Exercise brief: Please edit the entries below so that "Format each result as" becomes "Give each result as" wherever it occurs, keeping every other line the same.

Data rows:
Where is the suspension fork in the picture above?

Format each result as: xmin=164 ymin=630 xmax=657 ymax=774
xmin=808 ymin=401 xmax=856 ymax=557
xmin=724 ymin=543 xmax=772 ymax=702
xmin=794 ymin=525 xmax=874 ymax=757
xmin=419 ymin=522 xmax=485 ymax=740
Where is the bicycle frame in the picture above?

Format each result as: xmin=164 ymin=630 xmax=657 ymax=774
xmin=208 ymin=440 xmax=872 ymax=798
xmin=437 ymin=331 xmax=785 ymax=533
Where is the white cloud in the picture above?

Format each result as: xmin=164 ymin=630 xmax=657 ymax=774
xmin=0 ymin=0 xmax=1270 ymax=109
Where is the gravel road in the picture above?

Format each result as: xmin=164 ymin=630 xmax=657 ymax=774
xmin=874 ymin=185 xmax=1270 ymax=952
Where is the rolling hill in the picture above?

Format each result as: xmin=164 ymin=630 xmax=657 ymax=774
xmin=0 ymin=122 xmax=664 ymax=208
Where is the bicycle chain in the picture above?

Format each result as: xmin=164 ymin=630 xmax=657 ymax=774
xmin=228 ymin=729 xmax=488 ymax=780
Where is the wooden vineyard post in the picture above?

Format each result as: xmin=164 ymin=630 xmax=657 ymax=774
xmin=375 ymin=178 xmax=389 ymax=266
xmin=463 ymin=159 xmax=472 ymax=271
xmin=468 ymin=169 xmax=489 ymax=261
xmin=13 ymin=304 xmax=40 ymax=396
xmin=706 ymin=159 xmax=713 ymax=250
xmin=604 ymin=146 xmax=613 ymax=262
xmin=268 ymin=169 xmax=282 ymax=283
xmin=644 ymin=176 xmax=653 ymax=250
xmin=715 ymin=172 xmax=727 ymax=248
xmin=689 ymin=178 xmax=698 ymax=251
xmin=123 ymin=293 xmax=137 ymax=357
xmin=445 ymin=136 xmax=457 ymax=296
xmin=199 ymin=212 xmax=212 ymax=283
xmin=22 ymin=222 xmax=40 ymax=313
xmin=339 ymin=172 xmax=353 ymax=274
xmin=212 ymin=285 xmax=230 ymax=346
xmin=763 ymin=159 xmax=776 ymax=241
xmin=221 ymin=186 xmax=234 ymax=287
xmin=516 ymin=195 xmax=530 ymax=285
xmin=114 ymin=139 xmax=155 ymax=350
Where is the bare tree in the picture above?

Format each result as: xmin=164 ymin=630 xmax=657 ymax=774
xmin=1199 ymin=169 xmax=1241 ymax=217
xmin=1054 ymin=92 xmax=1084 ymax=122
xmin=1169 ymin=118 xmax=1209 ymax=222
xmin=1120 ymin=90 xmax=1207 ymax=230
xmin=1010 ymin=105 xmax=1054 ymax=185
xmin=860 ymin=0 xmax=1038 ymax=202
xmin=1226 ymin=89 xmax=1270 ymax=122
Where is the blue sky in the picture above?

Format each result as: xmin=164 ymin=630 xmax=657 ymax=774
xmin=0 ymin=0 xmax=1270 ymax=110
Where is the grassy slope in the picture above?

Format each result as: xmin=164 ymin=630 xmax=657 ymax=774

Solution for this problem:
Where is the suspension fork in the picture above?

Give each result as: xmin=164 ymin=630 xmax=657 ymax=774
xmin=808 ymin=401 xmax=856 ymax=557
xmin=724 ymin=543 xmax=772 ymax=702
xmin=794 ymin=525 xmax=874 ymax=757
xmin=419 ymin=522 xmax=485 ymax=740
Where is the bicycle frame in the picture above?

Give each result as: xmin=164 ymin=630 xmax=657 ymax=774
xmin=208 ymin=440 xmax=872 ymax=798
xmin=437 ymin=331 xmax=785 ymax=533
Where is the white cloud in the picture above?

Give each result as: xmin=164 ymin=630 xmax=657 ymax=774
xmin=0 ymin=0 xmax=1270 ymax=109
Where is the gravel road in the picture above?

Give each result as: xmin=164 ymin=630 xmax=657 ymax=774
xmin=874 ymin=185 xmax=1270 ymax=952
Where is the rolling hill in the picture above?

Give each result as: xmin=164 ymin=630 xmax=657 ymax=774
xmin=0 ymin=122 xmax=664 ymax=208
Where is the bicycle chain in the picture above?

Give each result as: xmin=164 ymin=630 xmax=657 ymax=774
xmin=228 ymin=729 xmax=488 ymax=780
Where is the wooden vineyard post in the picture above?

Give each result as: xmin=164 ymin=630 xmax=657 ymax=774
xmin=375 ymin=178 xmax=389 ymax=266
xmin=463 ymin=159 xmax=472 ymax=271
xmin=468 ymin=169 xmax=489 ymax=261
xmin=13 ymin=304 xmax=40 ymax=396
xmin=706 ymin=159 xmax=713 ymax=250
xmin=604 ymin=146 xmax=613 ymax=262
xmin=268 ymin=169 xmax=282 ymax=283
xmin=644 ymin=176 xmax=653 ymax=250
xmin=715 ymin=172 xmax=727 ymax=248
xmin=689 ymin=178 xmax=698 ymax=251
xmin=123 ymin=293 xmax=137 ymax=357
xmin=445 ymin=136 xmax=457 ymax=296
xmin=199 ymin=212 xmax=212 ymax=283
xmin=22 ymin=222 xmax=40 ymax=313
xmin=339 ymin=172 xmax=353 ymax=274
xmin=212 ymin=285 xmax=230 ymax=346
xmin=763 ymin=159 xmax=776 ymax=241
xmin=221 ymin=186 xmax=234 ymax=287
xmin=516 ymin=195 xmax=530 ymax=285
xmin=114 ymin=139 xmax=155 ymax=350
Where is the bare tree in the picture above?

Give each result as: xmin=164 ymin=630 xmax=657 ymax=774
xmin=1199 ymin=169 xmax=1241 ymax=217
xmin=1054 ymin=92 xmax=1084 ymax=122
xmin=1169 ymin=118 xmax=1209 ymax=222
xmin=1120 ymin=90 xmax=1207 ymax=230
xmin=1010 ymin=105 xmax=1054 ymax=185
xmin=860 ymin=0 xmax=1038 ymax=202
xmin=1226 ymin=89 xmax=1270 ymax=122
Where is the blue sky in the picture above?

Give each result as: xmin=164 ymin=630 xmax=657 ymax=774
xmin=0 ymin=0 xmax=1270 ymax=110
Where is the grassy slope in the picture above?

Give each result as: xmin=164 ymin=630 xmax=657 ymax=774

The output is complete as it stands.